◆ Alıştırma Yönergesi ◆
Aşağıdaki Çanakkale şehidi Ali Çavuş'la ilgili metinden "Bir Çanakkale Şehîdi" sözleriyle başlayıp "bile bastırıyor gibiydi..." sözlerine kadar, bu sözler de dahil olmak üzere süren bölümü hiçbir değişiklik yapmadan yazınız.

◆ Sayfa Metni ◆
Bir Çanakkale Şehîdi Ali Çavuş
Top seslerini bastıran naralar!.."Çanakkale Harbi'nin devam ettiği günlerden birindeyiz. O gün akşama kadar süren savaş, üstünlüklerine rağmen yine zaferimiz ile neticelenmek üzereydi. Gözetleme yerinde muharebenin son safhasını heyecanla takip ediyordum. Mehmetçiklerin 'Allah Allah' nidaları ufku titretiyor, bu müthiş haykırışlar, top seslerini bile bastırıyor gibiydi...

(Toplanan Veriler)
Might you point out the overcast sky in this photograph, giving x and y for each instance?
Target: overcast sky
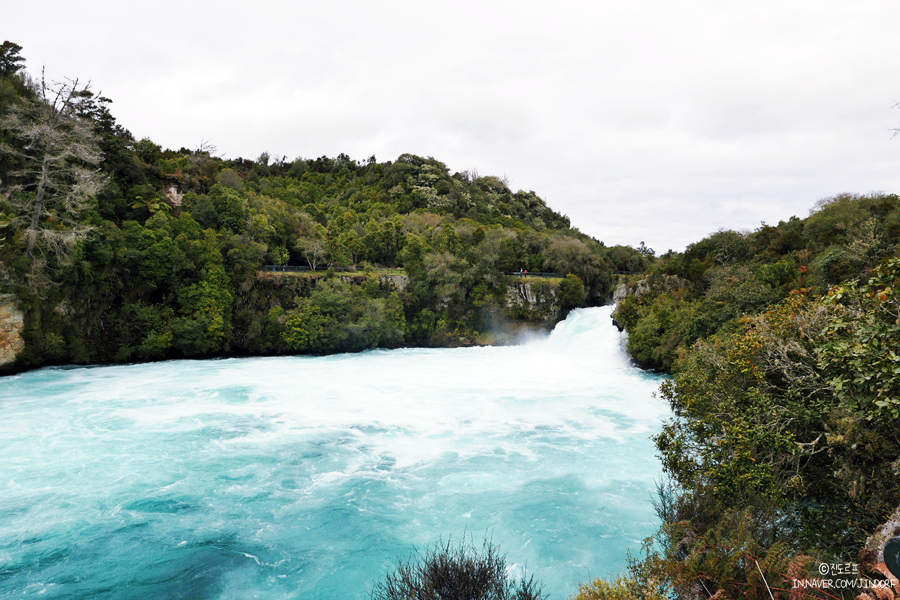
(657, 121)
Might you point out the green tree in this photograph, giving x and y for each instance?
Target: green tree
(58, 151)
(11, 62)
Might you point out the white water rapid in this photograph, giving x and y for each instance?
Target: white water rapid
(308, 477)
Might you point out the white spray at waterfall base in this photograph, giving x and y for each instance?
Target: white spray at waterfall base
(302, 477)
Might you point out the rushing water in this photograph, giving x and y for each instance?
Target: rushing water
(307, 477)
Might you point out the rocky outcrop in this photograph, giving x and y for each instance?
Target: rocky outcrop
(533, 300)
(12, 322)
(655, 284)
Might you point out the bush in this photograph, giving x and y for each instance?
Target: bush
(461, 572)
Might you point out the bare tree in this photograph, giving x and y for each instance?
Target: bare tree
(57, 178)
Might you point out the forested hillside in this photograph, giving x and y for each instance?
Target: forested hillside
(115, 249)
(784, 350)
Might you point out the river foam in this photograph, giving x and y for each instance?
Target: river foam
(308, 477)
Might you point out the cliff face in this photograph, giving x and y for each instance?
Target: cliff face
(643, 287)
(533, 301)
(12, 321)
(529, 304)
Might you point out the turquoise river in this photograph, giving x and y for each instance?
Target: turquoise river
(310, 477)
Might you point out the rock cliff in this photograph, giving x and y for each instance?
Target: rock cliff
(12, 321)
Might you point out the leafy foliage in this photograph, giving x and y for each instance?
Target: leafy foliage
(165, 260)
(462, 572)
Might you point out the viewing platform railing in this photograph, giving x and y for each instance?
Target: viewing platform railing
(535, 274)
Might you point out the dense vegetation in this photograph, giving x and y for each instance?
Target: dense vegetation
(118, 250)
(784, 350)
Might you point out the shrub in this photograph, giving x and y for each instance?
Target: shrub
(448, 572)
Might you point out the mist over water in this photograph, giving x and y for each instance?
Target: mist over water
(308, 477)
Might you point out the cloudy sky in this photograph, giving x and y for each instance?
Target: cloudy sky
(650, 120)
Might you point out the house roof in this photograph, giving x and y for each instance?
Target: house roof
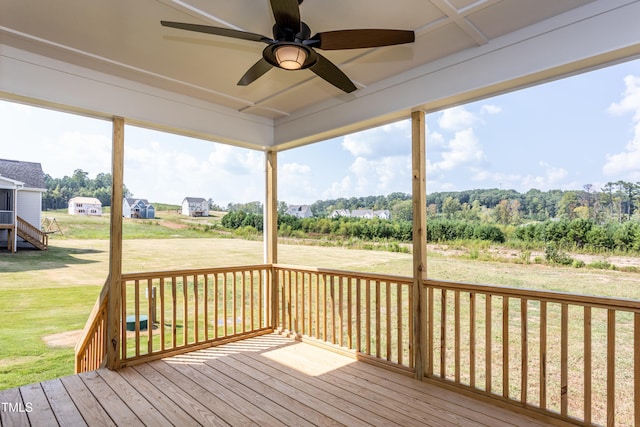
(88, 200)
(185, 82)
(26, 172)
(132, 201)
(195, 199)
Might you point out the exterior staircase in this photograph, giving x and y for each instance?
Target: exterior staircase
(32, 235)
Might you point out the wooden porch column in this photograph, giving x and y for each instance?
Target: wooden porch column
(114, 280)
(271, 229)
(14, 235)
(419, 196)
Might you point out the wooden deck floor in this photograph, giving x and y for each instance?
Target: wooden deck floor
(264, 381)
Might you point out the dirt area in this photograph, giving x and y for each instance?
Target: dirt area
(618, 261)
(63, 340)
(173, 225)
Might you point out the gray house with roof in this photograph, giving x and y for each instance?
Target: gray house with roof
(21, 187)
(137, 208)
(195, 206)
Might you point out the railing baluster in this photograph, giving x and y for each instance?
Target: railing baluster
(399, 318)
(543, 354)
(317, 330)
(234, 277)
(162, 320)
(358, 315)
(368, 316)
(611, 367)
(587, 365)
(564, 356)
(195, 308)
(378, 335)
(456, 334)
(205, 298)
(302, 304)
(174, 314)
(488, 339)
(216, 306)
(443, 333)
(185, 310)
(332, 301)
(636, 368)
(225, 302)
(243, 303)
(137, 315)
(472, 340)
(430, 331)
(350, 312)
(388, 317)
(340, 312)
(150, 316)
(505, 347)
(524, 353)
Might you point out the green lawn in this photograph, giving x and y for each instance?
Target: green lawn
(43, 293)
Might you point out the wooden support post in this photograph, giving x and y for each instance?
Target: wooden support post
(419, 192)
(114, 306)
(271, 230)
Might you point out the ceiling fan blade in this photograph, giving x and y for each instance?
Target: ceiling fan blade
(358, 39)
(226, 32)
(287, 14)
(255, 72)
(328, 71)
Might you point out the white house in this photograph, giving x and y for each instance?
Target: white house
(85, 206)
(340, 212)
(137, 208)
(195, 206)
(21, 187)
(300, 211)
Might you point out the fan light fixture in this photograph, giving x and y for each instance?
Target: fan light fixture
(290, 57)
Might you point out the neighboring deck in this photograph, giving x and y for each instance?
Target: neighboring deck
(268, 380)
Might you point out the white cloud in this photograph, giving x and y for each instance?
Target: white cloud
(490, 109)
(89, 152)
(626, 164)
(456, 119)
(463, 149)
(389, 140)
(295, 184)
(552, 177)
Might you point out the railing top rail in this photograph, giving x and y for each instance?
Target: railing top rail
(623, 304)
(192, 272)
(356, 274)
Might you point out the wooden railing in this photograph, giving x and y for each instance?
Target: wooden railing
(367, 314)
(574, 356)
(32, 234)
(91, 349)
(172, 312)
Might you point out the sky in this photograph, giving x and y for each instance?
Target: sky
(560, 135)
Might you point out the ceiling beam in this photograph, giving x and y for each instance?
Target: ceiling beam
(577, 41)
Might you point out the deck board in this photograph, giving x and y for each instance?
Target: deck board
(268, 380)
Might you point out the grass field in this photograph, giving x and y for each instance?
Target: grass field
(45, 293)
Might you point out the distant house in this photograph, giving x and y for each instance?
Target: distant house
(195, 206)
(340, 212)
(137, 208)
(300, 211)
(21, 187)
(361, 213)
(85, 206)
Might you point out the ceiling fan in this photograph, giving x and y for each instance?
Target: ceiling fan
(292, 47)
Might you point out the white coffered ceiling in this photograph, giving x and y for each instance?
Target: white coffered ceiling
(107, 58)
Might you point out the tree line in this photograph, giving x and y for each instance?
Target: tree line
(60, 190)
(616, 201)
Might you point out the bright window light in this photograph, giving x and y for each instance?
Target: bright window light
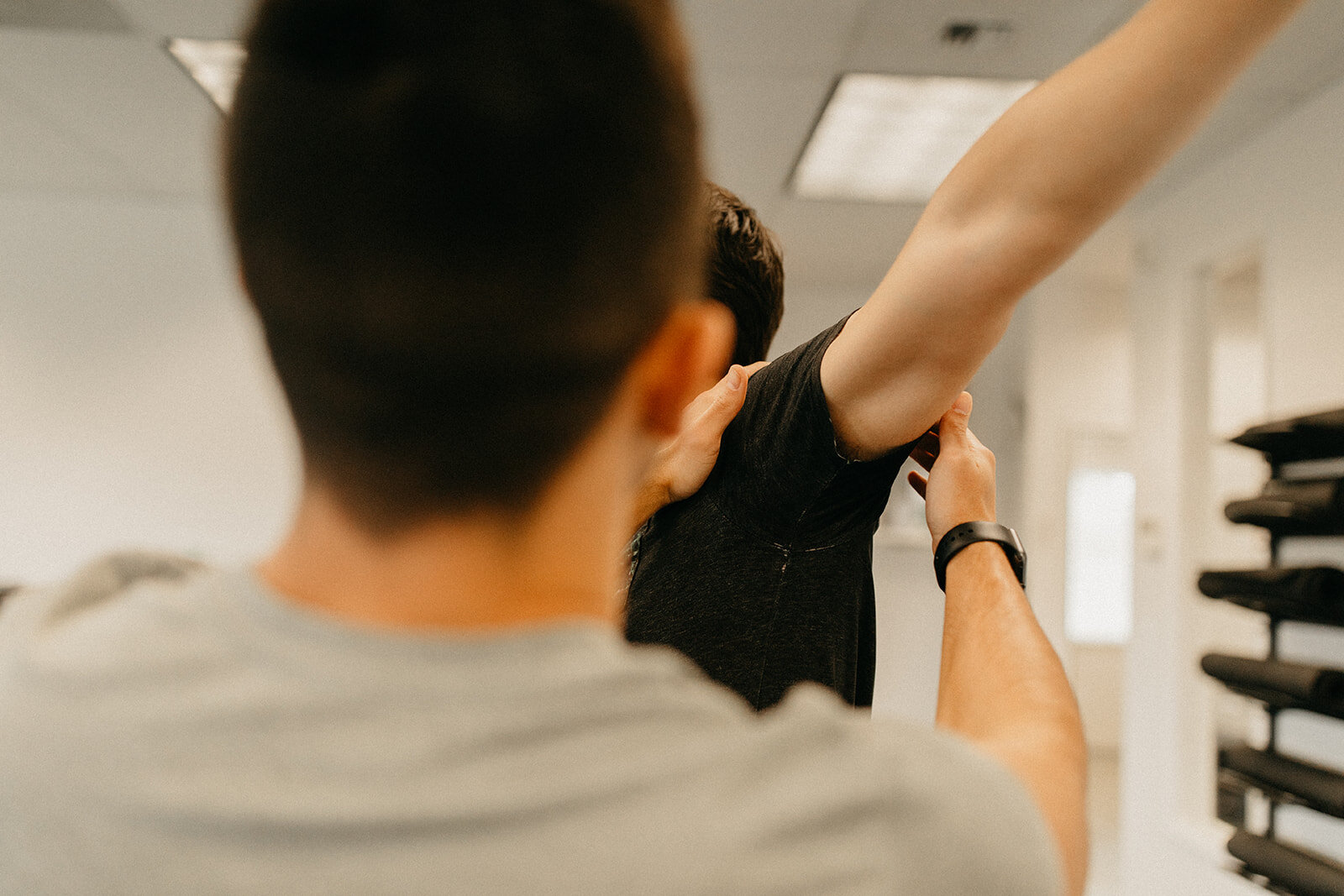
(1100, 557)
(894, 139)
(214, 65)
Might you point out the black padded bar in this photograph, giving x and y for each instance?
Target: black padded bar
(1300, 438)
(1294, 506)
(1304, 783)
(1305, 594)
(1289, 685)
(1296, 871)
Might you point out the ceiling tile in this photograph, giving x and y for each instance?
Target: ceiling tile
(195, 19)
(839, 244)
(906, 38)
(769, 35)
(147, 114)
(754, 128)
(38, 156)
(60, 15)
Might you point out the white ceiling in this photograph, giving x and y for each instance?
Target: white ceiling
(108, 112)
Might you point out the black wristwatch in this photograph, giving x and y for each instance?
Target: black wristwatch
(968, 533)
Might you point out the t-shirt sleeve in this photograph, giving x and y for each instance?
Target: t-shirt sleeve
(900, 808)
(780, 453)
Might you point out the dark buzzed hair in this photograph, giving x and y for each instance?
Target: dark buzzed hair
(459, 223)
(745, 271)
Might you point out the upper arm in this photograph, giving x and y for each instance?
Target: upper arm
(906, 355)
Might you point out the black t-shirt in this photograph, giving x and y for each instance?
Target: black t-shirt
(765, 575)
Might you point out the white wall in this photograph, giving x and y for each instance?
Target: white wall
(139, 409)
(1079, 412)
(1283, 196)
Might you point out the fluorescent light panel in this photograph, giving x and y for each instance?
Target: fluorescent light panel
(894, 139)
(214, 65)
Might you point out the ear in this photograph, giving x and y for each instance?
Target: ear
(687, 355)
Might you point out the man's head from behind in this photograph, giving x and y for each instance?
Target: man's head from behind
(745, 273)
(460, 223)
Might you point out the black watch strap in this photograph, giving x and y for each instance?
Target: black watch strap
(968, 533)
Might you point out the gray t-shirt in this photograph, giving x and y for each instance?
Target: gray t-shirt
(171, 728)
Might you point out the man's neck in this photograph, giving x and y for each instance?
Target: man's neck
(475, 574)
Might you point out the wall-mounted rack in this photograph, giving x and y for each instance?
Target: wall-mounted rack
(1289, 506)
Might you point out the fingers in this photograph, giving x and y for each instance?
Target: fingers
(920, 484)
(953, 425)
(927, 450)
(716, 409)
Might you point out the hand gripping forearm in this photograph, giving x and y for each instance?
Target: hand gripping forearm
(1000, 684)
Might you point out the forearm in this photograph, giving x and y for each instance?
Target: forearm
(1066, 156)
(1003, 688)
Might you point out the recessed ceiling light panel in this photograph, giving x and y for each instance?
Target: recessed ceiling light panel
(214, 65)
(894, 139)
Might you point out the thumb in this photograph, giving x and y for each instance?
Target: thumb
(956, 422)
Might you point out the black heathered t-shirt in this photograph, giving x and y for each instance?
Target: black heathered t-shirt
(765, 575)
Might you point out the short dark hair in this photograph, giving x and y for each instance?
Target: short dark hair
(745, 271)
(459, 223)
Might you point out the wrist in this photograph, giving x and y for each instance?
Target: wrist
(983, 560)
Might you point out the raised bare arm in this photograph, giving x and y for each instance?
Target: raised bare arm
(1041, 181)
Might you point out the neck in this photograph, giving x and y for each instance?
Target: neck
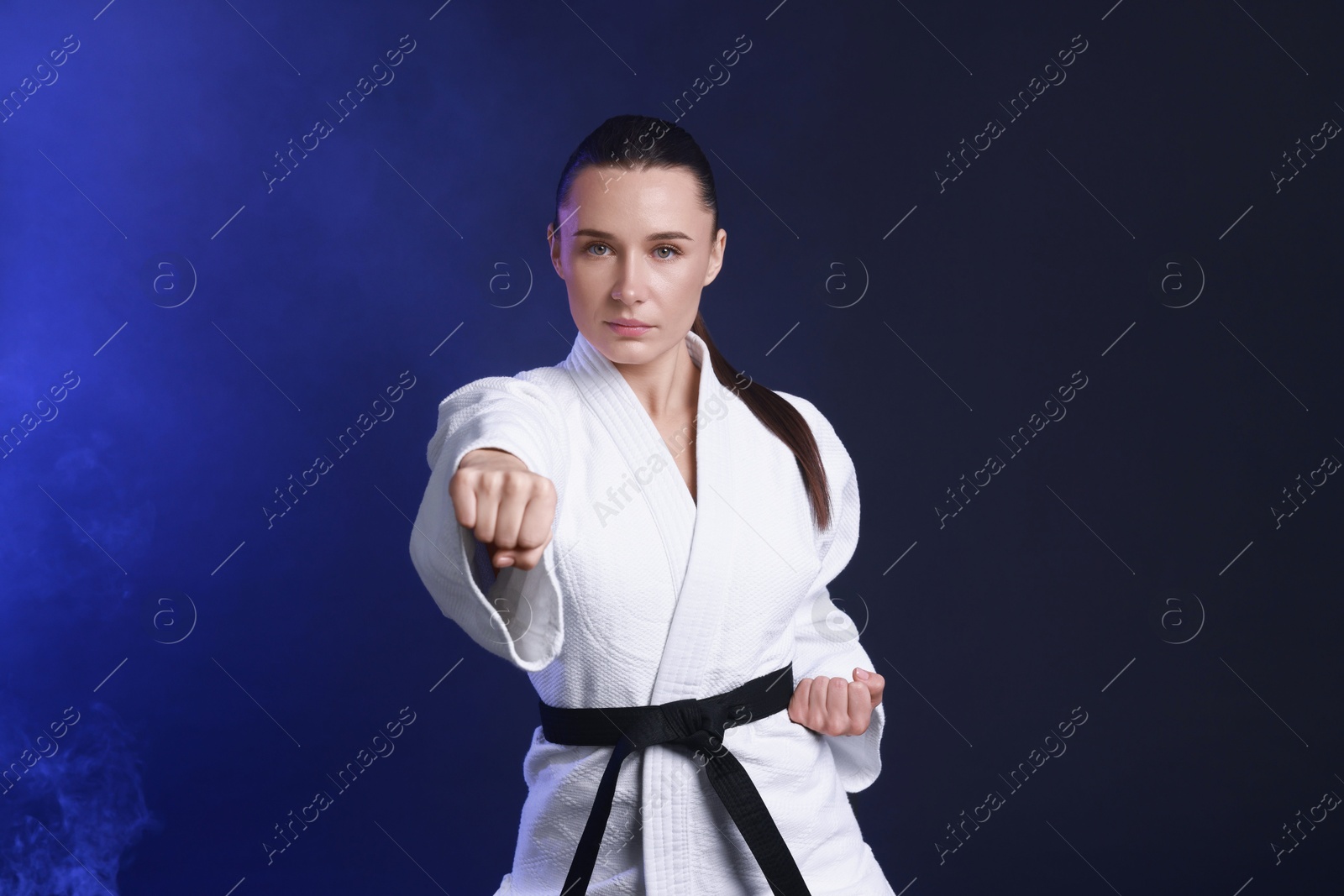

◆ Alıştırma Çözümü ◆
Bir Çanakkale Şehîdi Ali Çavuş
Top seslerini bastıran naralar!.."Çanakkale Harbi'nin devam ettiği günlerden birindeyiz. O gün akşama kadar süren savaş, üstünlüklerine rağmen yine zaferimiz ile neticelenmek üzereydi. Gözetleme yerinde muharebenin son safhasını heyecanla takip ediyordum. Mehmetçiklerin 'Allah Allah' nidaları ufku titretiyor, bu müthiş haykırışlar, top seslerini bile bastırıyor gibiydi...